> Questions to answer:
1/ Decide whether each statement agrees with the Complex Samples Cox Regression passage. Answer yes or no and quote the deciding words. (a) The procedure can optionally analyze a subpopulation. (b) The agency measures recidivism by the time until an offender's first arrest. (c) In the stroke study, the onset of risk starts when patients leave rehabilitation.
2/ Carry on the Complex Samples Cox Regression passage in the same style, starting after its last sentence.

Passage for review Start Marker

Complex Samples Cox Regression
The Complex Samples Cox Regression procedure performs survival analysis for samples drawn by complex sampling methods. Optionally, you can request analyses for a subpopulation.
Examples. A government law enforcement agency is concerned about recidivism rates in their area of jurisdiction. One of the measures of recidivism is the time until second arrest for offenders. The agency would like to model time to rearrest using Cox Regression but are worried the proportional hazards assumption is invalid across age categories.
Medical researchers are investigating survival times for patients exiting a rehabilitation program post-ischemic stroke. There is the potential for multiple cases per subject, since patient histories change as the occurrence of significant nondeath events are noted and the times of these events recorded. The sample is also left-truncated in the sense that the observed survival times are "inflated" by the length of rehabilitation, because while the onset of risk starts at the time of the ischemic stroke, only patients who survive past the rehabilitation program are in the sample.

Passage for review End Marker
Exercise data Start Marker

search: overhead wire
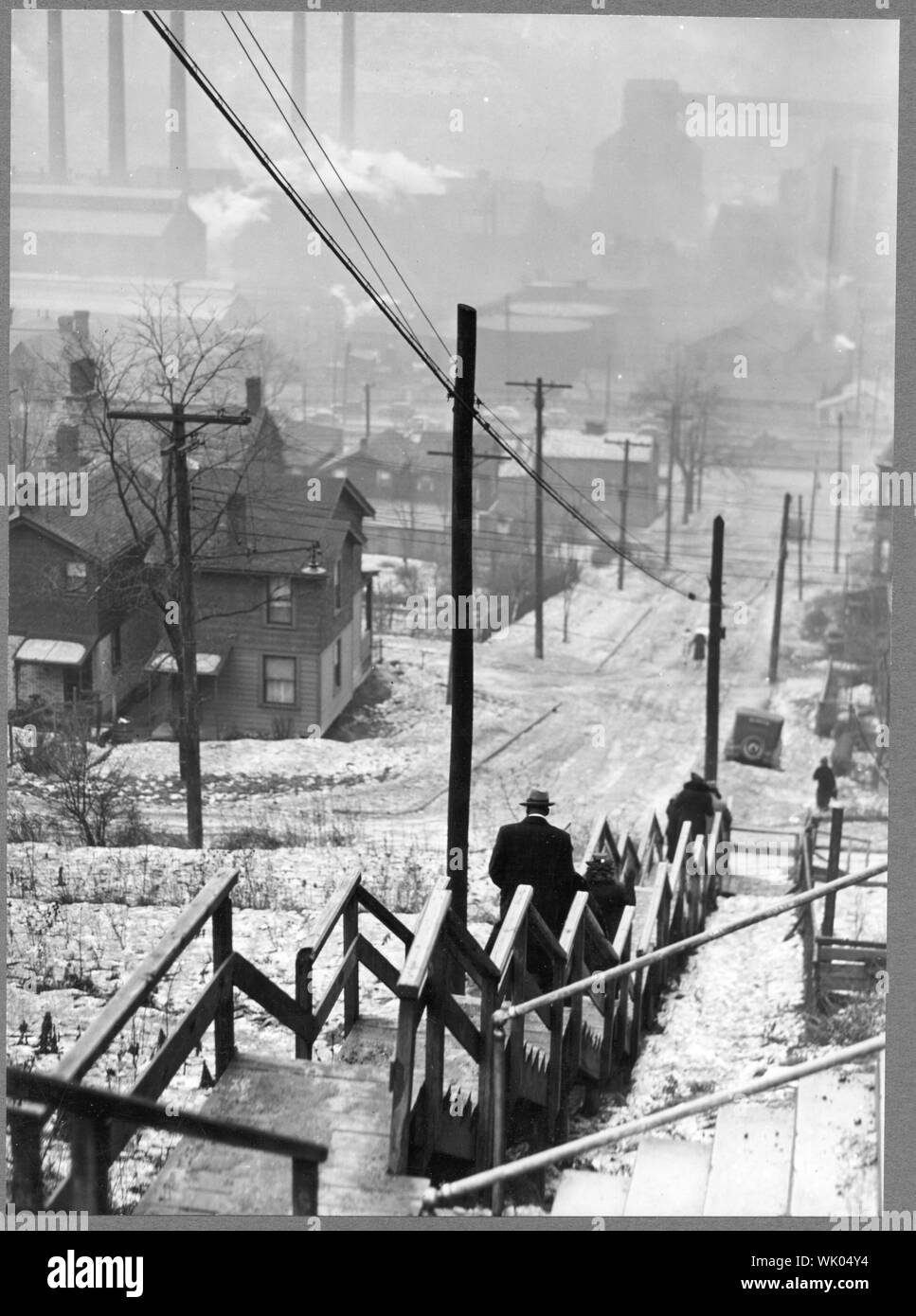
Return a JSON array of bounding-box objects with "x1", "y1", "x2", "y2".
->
[{"x1": 143, "y1": 10, "x2": 697, "y2": 600}]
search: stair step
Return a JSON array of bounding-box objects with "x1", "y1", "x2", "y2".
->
[
  {"x1": 550, "y1": 1170, "x2": 629, "y2": 1216},
  {"x1": 790, "y1": 1066, "x2": 878, "y2": 1216},
  {"x1": 624, "y1": 1138, "x2": 712, "y2": 1216},
  {"x1": 136, "y1": 1054, "x2": 428, "y2": 1216},
  {"x1": 703, "y1": 1099, "x2": 795, "y2": 1216}
]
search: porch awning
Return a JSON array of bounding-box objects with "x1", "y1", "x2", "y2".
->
[
  {"x1": 16, "y1": 640, "x2": 88, "y2": 667},
  {"x1": 143, "y1": 649, "x2": 232, "y2": 676}
]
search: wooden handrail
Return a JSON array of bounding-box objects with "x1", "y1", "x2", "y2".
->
[
  {"x1": 301, "y1": 873, "x2": 362, "y2": 959},
  {"x1": 53, "y1": 873, "x2": 240, "y2": 1082},
  {"x1": 494, "y1": 863, "x2": 887, "y2": 1026},
  {"x1": 7, "y1": 1065, "x2": 328, "y2": 1162},
  {"x1": 559, "y1": 891, "x2": 598, "y2": 963},
  {"x1": 423, "y1": 1033, "x2": 885, "y2": 1211},
  {"x1": 7, "y1": 1066, "x2": 328, "y2": 1215},
  {"x1": 398, "y1": 890, "x2": 452, "y2": 1000},
  {"x1": 528, "y1": 905, "x2": 566, "y2": 965},
  {"x1": 357, "y1": 884, "x2": 413, "y2": 946},
  {"x1": 490, "y1": 887, "x2": 534, "y2": 986}
]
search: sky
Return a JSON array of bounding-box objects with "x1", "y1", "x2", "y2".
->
[{"x1": 12, "y1": 10, "x2": 898, "y2": 189}]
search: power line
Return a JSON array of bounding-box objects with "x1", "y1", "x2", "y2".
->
[{"x1": 143, "y1": 10, "x2": 697, "y2": 600}]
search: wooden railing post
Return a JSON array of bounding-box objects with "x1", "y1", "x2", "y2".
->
[
  {"x1": 504, "y1": 916, "x2": 528, "y2": 1116},
  {"x1": 566, "y1": 918, "x2": 585, "y2": 1076},
  {"x1": 70, "y1": 1114, "x2": 111, "y2": 1216},
  {"x1": 341, "y1": 887, "x2": 359, "y2": 1037},
  {"x1": 292, "y1": 1157, "x2": 318, "y2": 1216},
  {"x1": 7, "y1": 1108, "x2": 44, "y2": 1211},
  {"x1": 213, "y1": 897, "x2": 236, "y2": 1079},
  {"x1": 422, "y1": 942, "x2": 449, "y2": 1170},
  {"x1": 821, "y1": 804, "x2": 842, "y2": 937},
  {"x1": 547, "y1": 959, "x2": 565, "y2": 1141},
  {"x1": 388, "y1": 996, "x2": 420, "y2": 1174},
  {"x1": 476, "y1": 978, "x2": 496, "y2": 1170},
  {"x1": 296, "y1": 946, "x2": 314, "y2": 1060}
]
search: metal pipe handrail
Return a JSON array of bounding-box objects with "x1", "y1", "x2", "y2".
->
[
  {"x1": 494, "y1": 863, "x2": 887, "y2": 1026},
  {"x1": 422, "y1": 1033, "x2": 885, "y2": 1211}
]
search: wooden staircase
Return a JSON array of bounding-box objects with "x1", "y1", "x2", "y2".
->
[
  {"x1": 135, "y1": 1041, "x2": 429, "y2": 1216},
  {"x1": 551, "y1": 1067, "x2": 876, "y2": 1218}
]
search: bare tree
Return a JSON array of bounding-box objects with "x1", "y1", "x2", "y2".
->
[{"x1": 635, "y1": 347, "x2": 723, "y2": 525}]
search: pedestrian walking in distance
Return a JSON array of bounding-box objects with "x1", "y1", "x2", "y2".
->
[
  {"x1": 490, "y1": 790, "x2": 618, "y2": 988},
  {"x1": 815, "y1": 758, "x2": 837, "y2": 813},
  {"x1": 666, "y1": 773, "x2": 714, "y2": 862}
]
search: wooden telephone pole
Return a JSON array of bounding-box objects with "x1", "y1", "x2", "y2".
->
[
  {"x1": 618, "y1": 438, "x2": 629, "y2": 590},
  {"x1": 833, "y1": 412, "x2": 842, "y2": 575},
  {"x1": 703, "y1": 516, "x2": 726, "y2": 782},
  {"x1": 107, "y1": 402, "x2": 251, "y2": 850},
  {"x1": 506, "y1": 375, "x2": 572, "y2": 658},
  {"x1": 445, "y1": 305, "x2": 476, "y2": 963},
  {"x1": 767, "y1": 493, "x2": 792, "y2": 682}
]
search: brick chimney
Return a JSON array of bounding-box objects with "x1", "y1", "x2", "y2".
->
[
  {"x1": 244, "y1": 375, "x2": 263, "y2": 416},
  {"x1": 54, "y1": 425, "x2": 81, "y2": 471},
  {"x1": 70, "y1": 357, "x2": 95, "y2": 398}
]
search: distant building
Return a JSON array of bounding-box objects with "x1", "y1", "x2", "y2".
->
[
  {"x1": 496, "y1": 429, "x2": 658, "y2": 543},
  {"x1": 8, "y1": 471, "x2": 159, "y2": 719},
  {"x1": 592, "y1": 79, "x2": 706, "y2": 246},
  {"x1": 9, "y1": 183, "x2": 207, "y2": 281},
  {"x1": 145, "y1": 470, "x2": 374, "y2": 739}
]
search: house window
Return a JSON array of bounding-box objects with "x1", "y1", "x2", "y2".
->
[
  {"x1": 334, "y1": 640, "x2": 344, "y2": 689},
  {"x1": 267, "y1": 577, "x2": 292, "y2": 627},
  {"x1": 263, "y1": 658, "x2": 296, "y2": 704},
  {"x1": 67, "y1": 562, "x2": 85, "y2": 594}
]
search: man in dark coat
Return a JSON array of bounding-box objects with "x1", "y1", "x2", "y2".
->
[
  {"x1": 490, "y1": 791, "x2": 616, "y2": 988},
  {"x1": 666, "y1": 773, "x2": 713, "y2": 862},
  {"x1": 815, "y1": 758, "x2": 837, "y2": 812}
]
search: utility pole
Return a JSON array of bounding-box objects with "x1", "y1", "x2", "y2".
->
[
  {"x1": 618, "y1": 438, "x2": 629, "y2": 590},
  {"x1": 833, "y1": 412, "x2": 842, "y2": 575},
  {"x1": 506, "y1": 375, "x2": 572, "y2": 658},
  {"x1": 107, "y1": 402, "x2": 251, "y2": 850},
  {"x1": 665, "y1": 402, "x2": 680, "y2": 567},
  {"x1": 767, "y1": 493, "x2": 792, "y2": 683},
  {"x1": 808, "y1": 453, "x2": 818, "y2": 543},
  {"x1": 290, "y1": 9, "x2": 305, "y2": 115},
  {"x1": 703, "y1": 516, "x2": 726, "y2": 782},
  {"x1": 445, "y1": 304, "x2": 476, "y2": 969},
  {"x1": 824, "y1": 165, "x2": 839, "y2": 342}
]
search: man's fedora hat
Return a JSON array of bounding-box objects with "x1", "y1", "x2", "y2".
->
[{"x1": 518, "y1": 791, "x2": 554, "y2": 808}]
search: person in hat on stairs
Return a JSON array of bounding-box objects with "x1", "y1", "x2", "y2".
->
[
  {"x1": 815, "y1": 758, "x2": 837, "y2": 813},
  {"x1": 490, "y1": 790, "x2": 619, "y2": 989}
]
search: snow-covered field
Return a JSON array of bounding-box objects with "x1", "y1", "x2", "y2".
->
[{"x1": 8, "y1": 472, "x2": 887, "y2": 1209}]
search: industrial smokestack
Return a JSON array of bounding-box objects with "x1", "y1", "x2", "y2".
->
[
  {"x1": 169, "y1": 9, "x2": 189, "y2": 181},
  {"x1": 291, "y1": 9, "x2": 305, "y2": 115},
  {"x1": 108, "y1": 9, "x2": 128, "y2": 183},
  {"x1": 47, "y1": 9, "x2": 67, "y2": 183},
  {"x1": 341, "y1": 13, "x2": 357, "y2": 151}
]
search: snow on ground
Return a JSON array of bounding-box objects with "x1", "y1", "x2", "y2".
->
[{"x1": 8, "y1": 463, "x2": 887, "y2": 1204}]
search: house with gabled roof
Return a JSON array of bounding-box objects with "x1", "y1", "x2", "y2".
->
[
  {"x1": 8, "y1": 466, "x2": 159, "y2": 721},
  {"x1": 145, "y1": 466, "x2": 374, "y2": 739}
]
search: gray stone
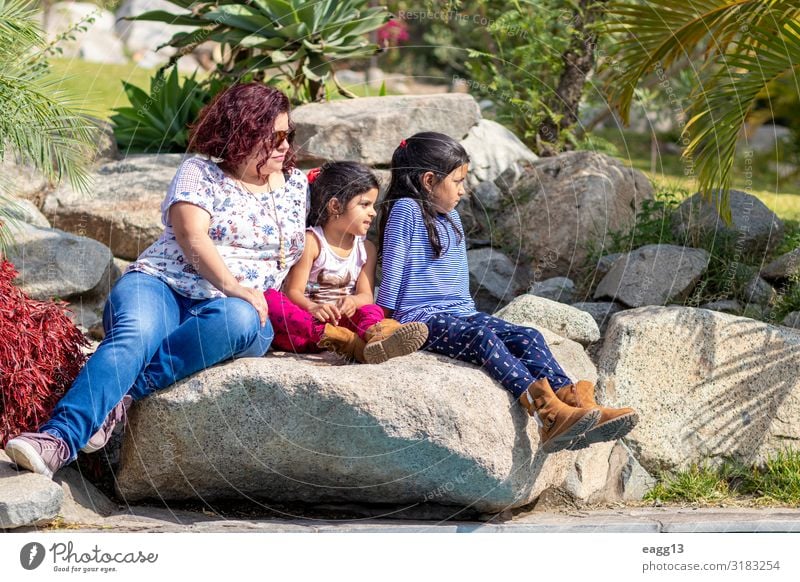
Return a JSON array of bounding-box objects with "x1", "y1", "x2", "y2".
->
[
  {"x1": 8, "y1": 223, "x2": 113, "y2": 299},
  {"x1": 467, "y1": 248, "x2": 525, "y2": 313},
  {"x1": 700, "y1": 299, "x2": 743, "y2": 315},
  {"x1": 495, "y1": 295, "x2": 600, "y2": 345},
  {"x1": 461, "y1": 119, "x2": 539, "y2": 187},
  {"x1": 118, "y1": 350, "x2": 596, "y2": 512},
  {"x1": 0, "y1": 451, "x2": 64, "y2": 529},
  {"x1": 0, "y1": 197, "x2": 50, "y2": 230},
  {"x1": 472, "y1": 182, "x2": 503, "y2": 210},
  {"x1": 572, "y1": 301, "x2": 623, "y2": 335},
  {"x1": 528, "y1": 277, "x2": 576, "y2": 303},
  {"x1": 672, "y1": 190, "x2": 784, "y2": 256},
  {"x1": 594, "y1": 245, "x2": 709, "y2": 307},
  {"x1": 53, "y1": 467, "x2": 117, "y2": 525},
  {"x1": 781, "y1": 311, "x2": 800, "y2": 329},
  {"x1": 598, "y1": 307, "x2": 800, "y2": 472},
  {"x1": 742, "y1": 275, "x2": 778, "y2": 305},
  {"x1": 43, "y1": 154, "x2": 182, "y2": 260},
  {"x1": 761, "y1": 248, "x2": 800, "y2": 282},
  {"x1": 292, "y1": 93, "x2": 480, "y2": 166},
  {"x1": 496, "y1": 151, "x2": 653, "y2": 280}
]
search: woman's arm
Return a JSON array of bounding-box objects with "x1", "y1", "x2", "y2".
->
[
  {"x1": 283, "y1": 233, "x2": 340, "y2": 323},
  {"x1": 169, "y1": 202, "x2": 267, "y2": 326}
]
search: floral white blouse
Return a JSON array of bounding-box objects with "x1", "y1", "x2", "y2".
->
[{"x1": 126, "y1": 157, "x2": 309, "y2": 299}]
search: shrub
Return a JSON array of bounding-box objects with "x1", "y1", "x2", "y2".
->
[{"x1": 0, "y1": 261, "x2": 87, "y2": 445}]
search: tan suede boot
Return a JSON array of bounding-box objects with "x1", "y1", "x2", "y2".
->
[
  {"x1": 519, "y1": 378, "x2": 600, "y2": 453},
  {"x1": 364, "y1": 319, "x2": 428, "y2": 364},
  {"x1": 556, "y1": 380, "x2": 639, "y2": 451},
  {"x1": 317, "y1": 323, "x2": 366, "y2": 364}
]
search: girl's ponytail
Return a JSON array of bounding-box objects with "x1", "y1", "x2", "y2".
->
[{"x1": 378, "y1": 131, "x2": 469, "y2": 258}]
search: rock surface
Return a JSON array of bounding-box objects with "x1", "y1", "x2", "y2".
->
[
  {"x1": 497, "y1": 151, "x2": 653, "y2": 280},
  {"x1": 8, "y1": 223, "x2": 113, "y2": 299},
  {"x1": 495, "y1": 295, "x2": 600, "y2": 345},
  {"x1": 0, "y1": 451, "x2": 64, "y2": 529},
  {"x1": 598, "y1": 307, "x2": 800, "y2": 472},
  {"x1": 43, "y1": 154, "x2": 182, "y2": 260},
  {"x1": 672, "y1": 190, "x2": 784, "y2": 256},
  {"x1": 594, "y1": 245, "x2": 709, "y2": 307},
  {"x1": 118, "y1": 340, "x2": 607, "y2": 512},
  {"x1": 467, "y1": 248, "x2": 526, "y2": 313},
  {"x1": 461, "y1": 119, "x2": 539, "y2": 187},
  {"x1": 292, "y1": 93, "x2": 481, "y2": 167}
]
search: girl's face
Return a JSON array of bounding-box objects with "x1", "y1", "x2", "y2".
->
[
  {"x1": 430, "y1": 164, "x2": 469, "y2": 214},
  {"x1": 329, "y1": 188, "x2": 378, "y2": 236},
  {"x1": 240, "y1": 113, "x2": 290, "y2": 179}
]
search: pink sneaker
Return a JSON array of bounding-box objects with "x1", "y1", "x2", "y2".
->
[
  {"x1": 81, "y1": 394, "x2": 133, "y2": 453},
  {"x1": 6, "y1": 432, "x2": 69, "y2": 479}
]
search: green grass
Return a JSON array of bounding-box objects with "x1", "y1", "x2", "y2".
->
[
  {"x1": 585, "y1": 129, "x2": 800, "y2": 220},
  {"x1": 644, "y1": 449, "x2": 800, "y2": 507}
]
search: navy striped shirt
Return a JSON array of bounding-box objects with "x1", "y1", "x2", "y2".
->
[{"x1": 376, "y1": 198, "x2": 476, "y2": 323}]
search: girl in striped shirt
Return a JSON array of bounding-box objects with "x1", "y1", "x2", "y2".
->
[
  {"x1": 377, "y1": 132, "x2": 638, "y2": 453},
  {"x1": 264, "y1": 162, "x2": 428, "y2": 364}
]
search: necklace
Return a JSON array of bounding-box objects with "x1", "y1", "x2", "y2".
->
[{"x1": 237, "y1": 176, "x2": 286, "y2": 271}]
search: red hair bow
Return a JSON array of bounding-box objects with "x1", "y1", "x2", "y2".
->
[{"x1": 306, "y1": 168, "x2": 322, "y2": 184}]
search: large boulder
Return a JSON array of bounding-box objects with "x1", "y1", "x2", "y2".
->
[
  {"x1": 292, "y1": 93, "x2": 481, "y2": 167},
  {"x1": 461, "y1": 119, "x2": 539, "y2": 188},
  {"x1": 497, "y1": 151, "x2": 653, "y2": 280},
  {"x1": 467, "y1": 247, "x2": 526, "y2": 313},
  {"x1": 8, "y1": 223, "x2": 114, "y2": 299},
  {"x1": 594, "y1": 245, "x2": 710, "y2": 307},
  {"x1": 598, "y1": 307, "x2": 800, "y2": 471},
  {"x1": 43, "y1": 154, "x2": 182, "y2": 260},
  {"x1": 495, "y1": 295, "x2": 600, "y2": 345},
  {"x1": 118, "y1": 344, "x2": 620, "y2": 512},
  {"x1": 672, "y1": 190, "x2": 784, "y2": 257}
]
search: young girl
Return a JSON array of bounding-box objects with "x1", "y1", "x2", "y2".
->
[
  {"x1": 377, "y1": 132, "x2": 638, "y2": 453},
  {"x1": 264, "y1": 162, "x2": 428, "y2": 364}
]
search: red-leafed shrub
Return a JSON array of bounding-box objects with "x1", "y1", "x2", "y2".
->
[{"x1": 0, "y1": 260, "x2": 88, "y2": 446}]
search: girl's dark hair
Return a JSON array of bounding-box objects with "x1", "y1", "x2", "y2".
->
[
  {"x1": 188, "y1": 83, "x2": 295, "y2": 174},
  {"x1": 308, "y1": 162, "x2": 380, "y2": 226},
  {"x1": 378, "y1": 131, "x2": 469, "y2": 259}
]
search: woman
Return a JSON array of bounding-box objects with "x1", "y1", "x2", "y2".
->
[{"x1": 5, "y1": 83, "x2": 308, "y2": 477}]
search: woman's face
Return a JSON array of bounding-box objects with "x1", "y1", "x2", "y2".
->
[{"x1": 240, "y1": 113, "x2": 290, "y2": 179}]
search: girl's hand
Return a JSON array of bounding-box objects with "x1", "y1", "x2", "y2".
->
[
  {"x1": 308, "y1": 303, "x2": 341, "y2": 325},
  {"x1": 336, "y1": 295, "x2": 357, "y2": 317},
  {"x1": 225, "y1": 285, "x2": 269, "y2": 327}
]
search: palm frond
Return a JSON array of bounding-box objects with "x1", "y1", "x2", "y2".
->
[
  {"x1": 604, "y1": 0, "x2": 800, "y2": 123},
  {"x1": 684, "y1": 19, "x2": 800, "y2": 219}
]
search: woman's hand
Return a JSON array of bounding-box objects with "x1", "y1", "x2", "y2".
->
[
  {"x1": 336, "y1": 295, "x2": 358, "y2": 317},
  {"x1": 225, "y1": 285, "x2": 269, "y2": 327},
  {"x1": 308, "y1": 303, "x2": 342, "y2": 325}
]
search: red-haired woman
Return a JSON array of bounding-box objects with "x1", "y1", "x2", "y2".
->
[{"x1": 5, "y1": 83, "x2": 308, "y2": 476}]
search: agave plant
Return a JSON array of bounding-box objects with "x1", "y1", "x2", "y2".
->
[
  {"x1": 606, "y1": 0, "x2": 800, "y2": 220},
  {"x1": 129, "y1": 0, "x2": 391, "y2": 103},
  {"x1": 0, "y1": 0, "x2": 96, "y2": 255},
  {"x1": 111, "y1": 68, "x2": 221, "y2": 153}
]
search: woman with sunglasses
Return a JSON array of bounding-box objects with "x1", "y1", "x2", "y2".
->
[{"x1": 5, "y1": 83, "x2": 308, "y2": 477}]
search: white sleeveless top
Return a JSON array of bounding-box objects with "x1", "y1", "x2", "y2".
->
[{"x1": 305, "y1": 226, "x2": 367, "y2": 303}]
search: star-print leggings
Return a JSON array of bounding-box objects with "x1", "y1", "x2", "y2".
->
[
  {"x1": 264, "y1": 289, "x2": 384, "y2": 354},
  {"x1": 422, "y1": 313, "x2": 572, "y2": 398}
]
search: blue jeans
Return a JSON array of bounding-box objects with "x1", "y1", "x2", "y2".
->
[
  {"x1": 422, "y1": 313, "x2": 572, "y2": 398},
  {"x1": 39, "y1": 271, "x2": 273, "y2": 458}
]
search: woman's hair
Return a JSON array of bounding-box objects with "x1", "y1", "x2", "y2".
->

Exercise data End Marker

> Responses by task:
1/
(a) Yes: "Optionally, you can request analyses for a subpopulation."
(b) No: "the time until second arrest for offenders"
(c) No: "the onset of risk starts at the time of the ischemic stroke"

2/
Complex Samples Cox Regression Data Considerations
Survival Time. The procedure applies Cox regression to analysis of survival times—that is, the length of time before the occurrence of an event. There are two ways to specify the survival time, depending upon the start time of the interval:
- Time=0. Commonly, you will have complete information on the start of the interval for each subject and will simply have a variable containing end times (or create a single variable with end times from Date & Time variables; see below).
- Varies by subject. This is appropriate when you have left-truncation, also called delayed entry; for example, if you are analyzing survival times for patients exiting a rehabilitation program post-stroke, you might consider that their onset of risk starts at the time of the stroke. However, if your sample only includes patients who have survived the rehabilitation program, then your sample is left-truncated in the sense that the observed survival times are "inflated" by the length of rehabilitation. You can account for this by specifying the time at which they exited rehabilitation as the time of entry into the study.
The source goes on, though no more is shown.